REQUIRED WORK »
From the listing below, select every line that contains the word "black". Letter case must match.

DATASET EXCERPTS »
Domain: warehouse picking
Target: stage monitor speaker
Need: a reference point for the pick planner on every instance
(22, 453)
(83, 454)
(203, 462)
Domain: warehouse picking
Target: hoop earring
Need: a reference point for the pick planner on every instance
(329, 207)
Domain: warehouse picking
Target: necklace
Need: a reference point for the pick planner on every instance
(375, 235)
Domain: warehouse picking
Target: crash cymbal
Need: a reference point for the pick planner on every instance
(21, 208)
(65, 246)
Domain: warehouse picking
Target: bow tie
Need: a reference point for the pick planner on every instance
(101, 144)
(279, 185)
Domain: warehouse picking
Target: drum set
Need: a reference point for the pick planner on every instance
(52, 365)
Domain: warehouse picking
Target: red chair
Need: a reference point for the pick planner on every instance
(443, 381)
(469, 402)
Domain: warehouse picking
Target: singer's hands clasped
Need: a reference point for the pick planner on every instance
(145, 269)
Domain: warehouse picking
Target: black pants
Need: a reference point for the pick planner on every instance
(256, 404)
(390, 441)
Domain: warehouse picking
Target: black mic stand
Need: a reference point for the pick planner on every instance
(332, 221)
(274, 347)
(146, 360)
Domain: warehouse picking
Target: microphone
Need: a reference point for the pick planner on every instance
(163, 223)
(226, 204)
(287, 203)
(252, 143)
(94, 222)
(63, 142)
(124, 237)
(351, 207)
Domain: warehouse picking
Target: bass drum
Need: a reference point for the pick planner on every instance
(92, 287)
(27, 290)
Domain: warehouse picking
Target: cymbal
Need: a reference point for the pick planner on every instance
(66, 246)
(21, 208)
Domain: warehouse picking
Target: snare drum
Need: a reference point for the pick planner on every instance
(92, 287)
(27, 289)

EXERCISE SOLUTION »
Target: black pants
Target: black mic stand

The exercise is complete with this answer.